Which lines run from the one with "point: dog's back" through the end of the data? Retype them exactly, without pictures.

(Collected data)
******

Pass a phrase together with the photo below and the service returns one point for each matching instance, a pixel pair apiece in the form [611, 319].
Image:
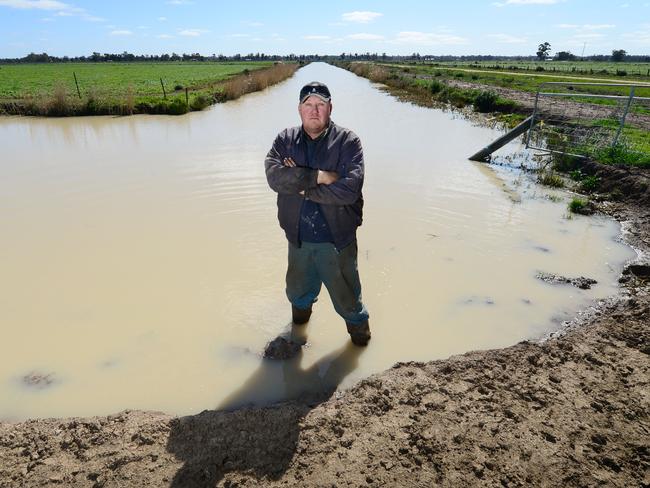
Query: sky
[451, 27]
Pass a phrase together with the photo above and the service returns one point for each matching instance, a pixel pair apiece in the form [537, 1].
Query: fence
[578, 118]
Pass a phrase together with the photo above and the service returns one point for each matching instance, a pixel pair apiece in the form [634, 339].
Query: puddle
[143, 266]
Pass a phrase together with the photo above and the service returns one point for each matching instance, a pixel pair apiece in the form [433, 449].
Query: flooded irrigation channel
[143, 266]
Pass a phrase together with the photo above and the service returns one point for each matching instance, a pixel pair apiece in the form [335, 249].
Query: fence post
[76, 83]
[627, 109]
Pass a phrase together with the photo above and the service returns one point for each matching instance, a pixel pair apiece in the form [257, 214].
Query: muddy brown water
[142, 264]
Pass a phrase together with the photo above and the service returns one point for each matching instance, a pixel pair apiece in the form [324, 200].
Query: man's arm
[283, 178]
[347, 188]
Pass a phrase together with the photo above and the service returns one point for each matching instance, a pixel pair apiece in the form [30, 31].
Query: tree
[543, 51]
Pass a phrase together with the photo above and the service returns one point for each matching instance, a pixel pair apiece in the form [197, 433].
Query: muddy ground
[572, 410]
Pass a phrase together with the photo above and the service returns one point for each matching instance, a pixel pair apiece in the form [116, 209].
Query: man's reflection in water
[258, 441]
[276, 381]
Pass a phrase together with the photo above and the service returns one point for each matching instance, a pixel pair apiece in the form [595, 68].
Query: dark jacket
[341, 202]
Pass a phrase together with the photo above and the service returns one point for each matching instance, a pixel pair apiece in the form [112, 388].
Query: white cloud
[427, 38]
[192, 32]
[588, 36]
[531, 2]
[362, 36]
[35, 4]
[361, 17]
[641, 38]
[526, 2]
[508, 39]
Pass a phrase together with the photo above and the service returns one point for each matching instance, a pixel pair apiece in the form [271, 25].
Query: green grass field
[114, 80]
[640, 71]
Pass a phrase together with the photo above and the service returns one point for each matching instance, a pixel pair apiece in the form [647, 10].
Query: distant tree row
[543, 53]
[618, 55]
[127, 57]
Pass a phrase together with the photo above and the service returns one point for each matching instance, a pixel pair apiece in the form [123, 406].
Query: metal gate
[579, 118]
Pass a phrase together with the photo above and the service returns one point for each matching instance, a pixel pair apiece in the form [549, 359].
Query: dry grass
[255, 80]
[378, 74]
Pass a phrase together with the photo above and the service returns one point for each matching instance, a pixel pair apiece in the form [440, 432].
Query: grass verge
[132, 89]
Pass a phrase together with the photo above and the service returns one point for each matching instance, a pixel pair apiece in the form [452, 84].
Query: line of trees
[618, 55]
[126, 57]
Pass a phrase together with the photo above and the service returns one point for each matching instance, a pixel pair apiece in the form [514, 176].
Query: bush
[485, 101]
[550, 179]
[200, 102]
[177, 106]
[590, 183]
[436, 86]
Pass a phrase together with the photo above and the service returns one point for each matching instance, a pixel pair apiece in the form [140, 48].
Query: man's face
[315, 114]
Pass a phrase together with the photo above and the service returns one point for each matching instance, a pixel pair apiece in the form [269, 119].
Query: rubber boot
[360, 333]
[300, 316]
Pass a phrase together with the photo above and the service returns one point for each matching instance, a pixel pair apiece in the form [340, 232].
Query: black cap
[315, 88]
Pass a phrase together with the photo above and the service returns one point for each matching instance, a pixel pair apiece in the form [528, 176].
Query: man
[317, 171]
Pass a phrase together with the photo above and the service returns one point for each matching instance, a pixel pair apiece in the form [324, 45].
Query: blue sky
[502, 27]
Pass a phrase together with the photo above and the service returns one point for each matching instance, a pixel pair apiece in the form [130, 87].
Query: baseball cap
[315, 88]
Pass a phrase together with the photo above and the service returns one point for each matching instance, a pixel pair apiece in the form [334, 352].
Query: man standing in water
[317, 171]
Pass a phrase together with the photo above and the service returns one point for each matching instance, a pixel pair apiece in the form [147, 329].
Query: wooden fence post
[76, 83]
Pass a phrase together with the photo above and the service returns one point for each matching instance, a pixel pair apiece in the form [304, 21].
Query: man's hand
[327, 177]
[324, 177]
[289, 162]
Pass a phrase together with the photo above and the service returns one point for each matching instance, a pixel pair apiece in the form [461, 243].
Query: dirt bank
[572, 410]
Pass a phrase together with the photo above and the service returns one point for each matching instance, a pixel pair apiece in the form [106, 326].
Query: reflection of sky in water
[143, 265]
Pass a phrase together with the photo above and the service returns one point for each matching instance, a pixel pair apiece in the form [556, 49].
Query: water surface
[143, 267]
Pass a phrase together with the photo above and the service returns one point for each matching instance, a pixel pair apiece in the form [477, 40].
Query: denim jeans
[314, 264]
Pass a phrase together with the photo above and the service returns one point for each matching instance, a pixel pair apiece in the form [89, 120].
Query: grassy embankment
[428, 85]
[130, 88]
[637, 71]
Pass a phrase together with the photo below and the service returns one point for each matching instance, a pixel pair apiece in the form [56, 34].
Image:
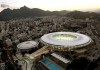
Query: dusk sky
[52, 5]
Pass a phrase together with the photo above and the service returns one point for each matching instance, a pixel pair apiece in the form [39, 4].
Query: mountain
[25, 12]
[97, 11]
[83, 15]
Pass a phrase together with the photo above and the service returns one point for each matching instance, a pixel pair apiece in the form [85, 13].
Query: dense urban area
[13, 32]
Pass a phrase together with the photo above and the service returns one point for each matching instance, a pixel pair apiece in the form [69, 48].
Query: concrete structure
[65, 40]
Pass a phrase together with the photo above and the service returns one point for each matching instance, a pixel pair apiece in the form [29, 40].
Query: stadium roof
[66, 39]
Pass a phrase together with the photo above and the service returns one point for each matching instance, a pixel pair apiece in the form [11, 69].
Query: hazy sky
[83, 5]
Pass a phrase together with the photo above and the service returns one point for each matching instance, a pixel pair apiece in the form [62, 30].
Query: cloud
[4, 5]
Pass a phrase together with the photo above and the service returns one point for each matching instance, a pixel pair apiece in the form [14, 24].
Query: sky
[52, 5]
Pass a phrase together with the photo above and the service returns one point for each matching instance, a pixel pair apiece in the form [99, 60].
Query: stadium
[65, 40]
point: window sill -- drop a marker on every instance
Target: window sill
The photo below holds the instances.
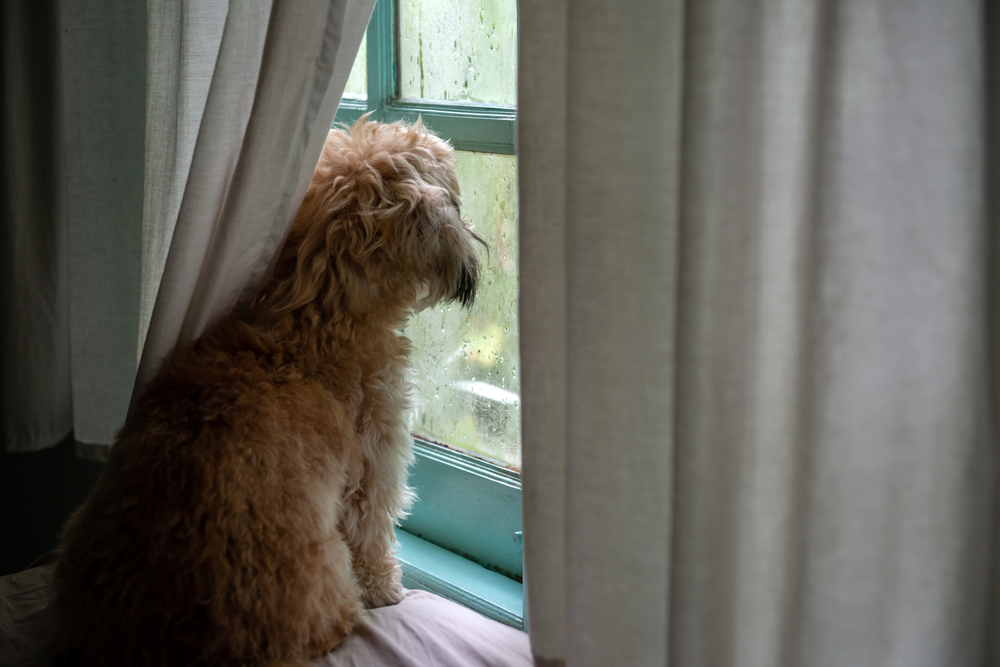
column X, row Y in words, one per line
column 431, row 568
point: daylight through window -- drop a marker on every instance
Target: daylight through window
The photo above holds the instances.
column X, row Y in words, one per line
column 456, row 68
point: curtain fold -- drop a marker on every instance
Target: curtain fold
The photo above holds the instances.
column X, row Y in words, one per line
column 277, row 81
column 758, row 334
column 36, row 406
column 133, row 158
column 73, row 88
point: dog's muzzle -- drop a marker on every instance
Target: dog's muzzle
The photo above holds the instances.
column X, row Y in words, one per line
column 468, row 281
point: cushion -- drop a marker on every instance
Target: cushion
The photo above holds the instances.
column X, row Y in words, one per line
column 423, row 629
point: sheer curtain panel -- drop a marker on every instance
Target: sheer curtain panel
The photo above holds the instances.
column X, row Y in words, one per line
column 73, row 130
column 219, row 200
column 759, row 332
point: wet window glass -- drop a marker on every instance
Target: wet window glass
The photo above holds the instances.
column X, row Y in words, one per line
column 458, row 50
column 357, row 83
column 467, row 361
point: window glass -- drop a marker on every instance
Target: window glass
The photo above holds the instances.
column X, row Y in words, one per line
column 463, row 50
column 466, row 362
column 357, row 83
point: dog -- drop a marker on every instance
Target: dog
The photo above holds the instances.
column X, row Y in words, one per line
column 246, row 513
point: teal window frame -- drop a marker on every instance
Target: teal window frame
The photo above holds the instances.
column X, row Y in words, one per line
column 462, row 539
column 469, row 126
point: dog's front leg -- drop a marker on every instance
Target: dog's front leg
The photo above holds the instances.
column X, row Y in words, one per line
column 372, row 540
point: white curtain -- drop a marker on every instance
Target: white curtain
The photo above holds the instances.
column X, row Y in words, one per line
column 261, row 84
column 73, row 103
column 759, row 331
column 128, row 160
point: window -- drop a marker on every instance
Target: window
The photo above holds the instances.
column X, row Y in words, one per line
column 453, row 64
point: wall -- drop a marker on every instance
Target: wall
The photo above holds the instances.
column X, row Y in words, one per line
column 38, row 492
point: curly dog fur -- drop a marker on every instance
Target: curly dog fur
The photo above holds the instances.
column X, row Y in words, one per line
column 246, row 512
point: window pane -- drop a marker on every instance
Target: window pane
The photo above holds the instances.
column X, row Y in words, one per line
column 458, row 50
column 357, row 83
column 467, row 361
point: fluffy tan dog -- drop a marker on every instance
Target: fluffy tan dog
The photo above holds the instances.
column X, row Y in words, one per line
column 246, row 513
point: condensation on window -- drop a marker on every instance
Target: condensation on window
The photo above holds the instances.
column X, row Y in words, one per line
column 357, row 82
column 466, row 362
column 458, row 50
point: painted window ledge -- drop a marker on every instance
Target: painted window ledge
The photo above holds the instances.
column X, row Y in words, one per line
column 431, row 568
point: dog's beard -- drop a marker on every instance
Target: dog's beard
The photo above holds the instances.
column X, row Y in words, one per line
column 468, row 280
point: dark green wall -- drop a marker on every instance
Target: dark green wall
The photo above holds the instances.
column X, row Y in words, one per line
column 38, row 492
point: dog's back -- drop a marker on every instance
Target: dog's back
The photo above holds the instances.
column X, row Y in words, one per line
column 207, row 540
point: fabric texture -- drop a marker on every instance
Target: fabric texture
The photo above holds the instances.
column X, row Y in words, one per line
column 124, row 119
column 270, row 101
column 423, row 629
column 34, row 283
column 758, row 310
column 73, row 184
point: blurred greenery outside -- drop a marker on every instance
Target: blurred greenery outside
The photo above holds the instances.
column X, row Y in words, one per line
column 466, row 362
column 458, row 51
column 357, row 82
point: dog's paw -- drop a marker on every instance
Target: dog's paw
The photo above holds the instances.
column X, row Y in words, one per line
column 383, row 589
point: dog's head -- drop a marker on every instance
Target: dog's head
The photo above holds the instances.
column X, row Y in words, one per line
column 380, row 230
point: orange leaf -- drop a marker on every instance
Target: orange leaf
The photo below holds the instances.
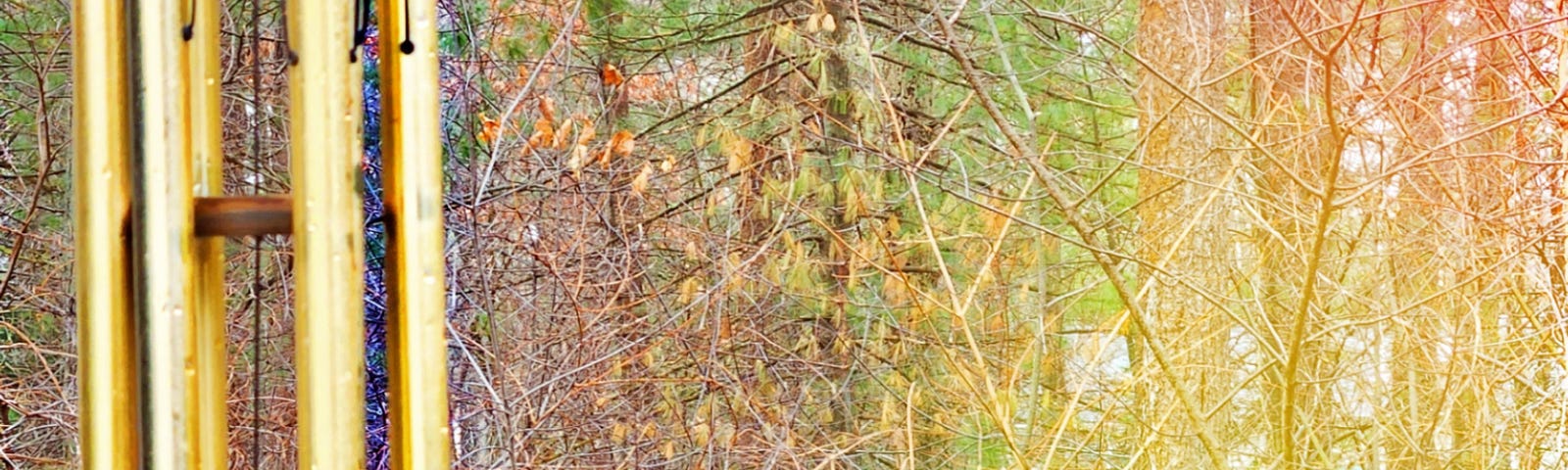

******

Solution to the problem:
point: dog's back -- drop a marker on every instance
Target: dog's back
The photo above holds the instances.
column X, row Y in words, one per line
column 207, row 540
point: fabric texture -- drop a marker on every instance
Target: fabric texture
The photo above holds the instances.
column X, row Y in words, one per line
column 124, row 119
column 270, row 101
column 423, row 629
column 34, row 283
column 758, row 310
column 73, row 184
point: blurred greenery outside -- drop a marker on every instance
Target: blurred greenery outside
The photo above holds the instances.
column X, row Y in words, one per line
column 466, row 362
column 458, row 51
column 357, row 82
point: dog's paw -- drop a marker on every instance
Target: dog's paw
The photo above holds the instances.
column X, row Y in words, one per line
column 383, row 589
point: dog's head -- drop a marker on every instance
Target: dog's head
The photo above holds the instances.
column X, row Y in words, one per line
column 380, row 230
point: orange leaf -- drop a marker on every instance
Target: orange leaf
The photo below holds the instances.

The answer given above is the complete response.